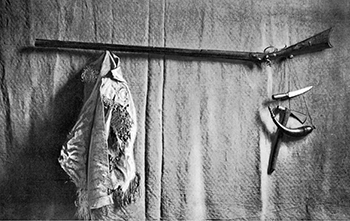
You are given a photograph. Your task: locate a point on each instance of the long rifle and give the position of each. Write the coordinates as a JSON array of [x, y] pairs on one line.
[[315, 43]]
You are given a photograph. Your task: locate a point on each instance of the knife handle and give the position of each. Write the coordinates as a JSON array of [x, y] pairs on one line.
[[281, 96]]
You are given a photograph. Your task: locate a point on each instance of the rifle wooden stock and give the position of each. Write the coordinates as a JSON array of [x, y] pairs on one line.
[[317, 42]]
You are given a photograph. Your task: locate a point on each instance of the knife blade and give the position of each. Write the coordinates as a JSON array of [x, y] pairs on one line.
[[290, 94]]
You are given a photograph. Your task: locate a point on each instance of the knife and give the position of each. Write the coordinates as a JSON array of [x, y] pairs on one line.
[[290, 94]]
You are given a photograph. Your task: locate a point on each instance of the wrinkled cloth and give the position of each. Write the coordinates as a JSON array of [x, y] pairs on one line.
[[98, 154]]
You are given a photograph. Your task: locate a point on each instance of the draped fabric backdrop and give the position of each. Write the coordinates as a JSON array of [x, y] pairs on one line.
[[204, 134]]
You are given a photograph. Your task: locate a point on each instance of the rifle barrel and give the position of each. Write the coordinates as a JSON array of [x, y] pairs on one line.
[[201, 53]]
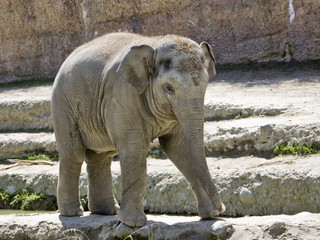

◇ ◇ ◇ ◇

* _WHAT THIS TASK INVOLVES_: Reproduce all of the records above with "photograph" changed to "image" wherever it occurs, keeping every other word as it stands. Omit the pictures from your answer.

* _COMPLETE ANSWER_:
You are given a image. Your task: locate a point on each instance of the long rifle and give the position of each. Write the coordinates as a JSON array of [x, y] pairs on one line.
[[315, 43]]
You are given a image. Your task: locate a point on each instance of the knife handle and give the position of each. Write the coordinates as a JSON array of [x, y] pairs on one line.
[[281, 96]]
You are given a image. Your task: locate a point on each instance of the rifle wooden stock and give the position of each. Write the coordinates as a JSON array of [x, y] pairs on one line.
[[317, 42]]
You are given a image. Your task: locate a point on each instance of the knife blade and give the position of each. Write the coordinates as a JSON array of [x, y] pairs on one line.
[[290, 94]]
You are given a image. Your task: locate a point on each instance of the knife and give the position of each. Write the coordinates as a JSON array of [x, y] pairs on one line.
[[290, 94]]
You are given a image. Your task: locate a point on each instance of the wrinkled cloth and give the position of each. Write the coordinates as a JSON array of [x, y] pairs on one line.
[[98, 154]]
You are given a image. Your task: locate a point on each instance of the draped fabric backdrop and give the position of each. Write the coordinates as a JSON array of [x, y] pairs on one line.
[[204, 134]]
You are given a image. Your task: locate a point on each instance of the rifle barrel and give the position of each. Write the coordinates as a JSON array of [x, y] pairs on one line.
[[201, 53]]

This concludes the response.